* Required action: Copy the data exactly from the line that contains "For each <instance>" through the line that contains "positive clicks: (2, 213) (2, 31) (1, 0)", keeping both end lines and leaving out everything else.

* Data for processing:
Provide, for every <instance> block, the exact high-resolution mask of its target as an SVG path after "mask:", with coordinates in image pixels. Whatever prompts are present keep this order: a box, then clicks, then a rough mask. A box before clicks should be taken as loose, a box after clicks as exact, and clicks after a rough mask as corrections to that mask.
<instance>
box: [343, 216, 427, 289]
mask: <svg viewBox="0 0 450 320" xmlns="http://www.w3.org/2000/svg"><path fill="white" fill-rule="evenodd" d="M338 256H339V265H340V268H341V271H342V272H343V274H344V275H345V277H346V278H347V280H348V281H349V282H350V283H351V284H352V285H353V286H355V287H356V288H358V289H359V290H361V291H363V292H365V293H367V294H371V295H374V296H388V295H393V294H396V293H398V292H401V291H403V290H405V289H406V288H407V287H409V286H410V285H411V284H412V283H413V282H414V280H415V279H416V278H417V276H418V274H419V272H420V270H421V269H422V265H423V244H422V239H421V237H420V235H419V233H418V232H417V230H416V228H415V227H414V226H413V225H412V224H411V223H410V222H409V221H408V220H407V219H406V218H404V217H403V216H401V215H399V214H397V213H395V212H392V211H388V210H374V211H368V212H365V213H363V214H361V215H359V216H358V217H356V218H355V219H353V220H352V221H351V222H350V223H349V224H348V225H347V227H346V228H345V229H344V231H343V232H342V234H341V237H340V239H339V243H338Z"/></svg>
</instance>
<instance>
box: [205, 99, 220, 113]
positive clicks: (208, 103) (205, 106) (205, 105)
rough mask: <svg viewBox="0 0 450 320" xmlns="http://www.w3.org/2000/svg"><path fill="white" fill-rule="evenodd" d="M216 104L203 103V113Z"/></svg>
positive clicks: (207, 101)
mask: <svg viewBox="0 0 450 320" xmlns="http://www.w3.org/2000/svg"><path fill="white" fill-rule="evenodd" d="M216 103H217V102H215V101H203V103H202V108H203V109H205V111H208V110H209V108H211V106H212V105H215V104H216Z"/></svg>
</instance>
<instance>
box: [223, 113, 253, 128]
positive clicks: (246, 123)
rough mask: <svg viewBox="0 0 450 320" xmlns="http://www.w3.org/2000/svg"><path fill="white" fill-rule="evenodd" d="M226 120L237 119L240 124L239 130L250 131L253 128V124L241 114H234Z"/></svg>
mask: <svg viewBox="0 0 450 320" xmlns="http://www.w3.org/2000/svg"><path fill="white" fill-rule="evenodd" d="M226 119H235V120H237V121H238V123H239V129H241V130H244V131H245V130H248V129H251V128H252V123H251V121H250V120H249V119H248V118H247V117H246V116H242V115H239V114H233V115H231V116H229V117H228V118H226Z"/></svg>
* * *
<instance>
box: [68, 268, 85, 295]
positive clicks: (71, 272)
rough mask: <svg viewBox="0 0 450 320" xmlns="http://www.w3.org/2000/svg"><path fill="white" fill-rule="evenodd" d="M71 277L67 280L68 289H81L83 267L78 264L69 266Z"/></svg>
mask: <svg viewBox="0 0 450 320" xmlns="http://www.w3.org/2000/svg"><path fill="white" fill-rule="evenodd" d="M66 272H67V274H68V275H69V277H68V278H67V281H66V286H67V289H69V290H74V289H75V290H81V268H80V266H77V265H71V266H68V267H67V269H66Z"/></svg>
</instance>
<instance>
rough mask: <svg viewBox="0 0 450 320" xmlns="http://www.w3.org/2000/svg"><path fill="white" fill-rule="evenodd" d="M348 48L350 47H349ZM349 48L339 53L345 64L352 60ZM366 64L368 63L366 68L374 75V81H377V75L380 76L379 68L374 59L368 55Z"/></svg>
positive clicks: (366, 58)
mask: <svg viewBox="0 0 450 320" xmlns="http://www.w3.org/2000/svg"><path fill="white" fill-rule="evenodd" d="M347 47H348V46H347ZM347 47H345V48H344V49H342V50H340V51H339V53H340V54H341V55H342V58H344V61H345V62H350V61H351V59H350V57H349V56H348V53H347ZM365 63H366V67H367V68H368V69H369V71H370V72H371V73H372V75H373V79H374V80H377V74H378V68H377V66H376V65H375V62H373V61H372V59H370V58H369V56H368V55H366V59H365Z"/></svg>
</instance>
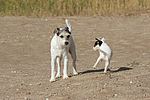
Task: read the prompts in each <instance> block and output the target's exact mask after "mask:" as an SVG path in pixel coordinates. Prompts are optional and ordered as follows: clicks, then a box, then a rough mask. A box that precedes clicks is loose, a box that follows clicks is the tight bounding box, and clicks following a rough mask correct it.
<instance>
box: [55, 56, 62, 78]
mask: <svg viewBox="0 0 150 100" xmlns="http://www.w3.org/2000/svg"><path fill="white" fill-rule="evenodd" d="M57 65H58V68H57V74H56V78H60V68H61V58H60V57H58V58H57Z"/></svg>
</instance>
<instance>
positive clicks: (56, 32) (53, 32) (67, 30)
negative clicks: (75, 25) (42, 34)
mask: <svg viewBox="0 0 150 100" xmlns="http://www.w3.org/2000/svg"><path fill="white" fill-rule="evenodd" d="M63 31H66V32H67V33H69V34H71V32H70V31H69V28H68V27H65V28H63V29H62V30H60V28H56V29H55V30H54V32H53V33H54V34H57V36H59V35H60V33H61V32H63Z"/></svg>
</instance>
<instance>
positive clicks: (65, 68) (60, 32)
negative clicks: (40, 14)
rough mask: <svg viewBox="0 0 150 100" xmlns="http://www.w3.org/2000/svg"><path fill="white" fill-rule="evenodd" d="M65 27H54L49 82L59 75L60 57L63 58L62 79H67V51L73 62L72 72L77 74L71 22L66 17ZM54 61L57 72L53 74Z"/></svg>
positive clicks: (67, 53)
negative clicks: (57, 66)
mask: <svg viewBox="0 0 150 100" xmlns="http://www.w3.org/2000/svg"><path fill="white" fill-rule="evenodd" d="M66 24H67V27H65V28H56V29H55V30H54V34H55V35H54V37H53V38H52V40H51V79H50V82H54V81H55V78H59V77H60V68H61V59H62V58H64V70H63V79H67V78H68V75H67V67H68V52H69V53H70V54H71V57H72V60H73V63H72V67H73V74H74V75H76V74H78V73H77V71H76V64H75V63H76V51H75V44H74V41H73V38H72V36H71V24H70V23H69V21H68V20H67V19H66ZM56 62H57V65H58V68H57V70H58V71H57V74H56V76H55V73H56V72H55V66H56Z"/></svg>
* * *
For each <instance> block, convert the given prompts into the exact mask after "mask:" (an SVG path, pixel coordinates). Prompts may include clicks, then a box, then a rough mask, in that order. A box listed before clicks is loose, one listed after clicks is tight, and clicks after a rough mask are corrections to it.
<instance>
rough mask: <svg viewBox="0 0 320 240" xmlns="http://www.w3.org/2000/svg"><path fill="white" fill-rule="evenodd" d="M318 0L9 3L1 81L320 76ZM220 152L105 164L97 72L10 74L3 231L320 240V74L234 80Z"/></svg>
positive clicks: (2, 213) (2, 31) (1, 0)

* Worked solution:
For each <instance> block, convert the given prompts into the exact mask after "mask:" (an SVG path, pixel coordinates). Prompts may include clicks, then a box, then a rough mask, in that order. A box listed before clicks is loose, one listed after clicks is tight, and clicks after a rough mask are corrections to it.
<instance>
rough mask: <svg viewBox="0 0 320 240" xmlns="http://www.w3.org/2000/svg"><path fill="white" fill-rule="evenodd" d="M318 0L9 3L1 81L320 76ZM220 152L105 164L97 72L10 74L3 231L320 240V74L234 80Z"/></svg>
positive clicks: (2, 213) (2, 31) (1, 0)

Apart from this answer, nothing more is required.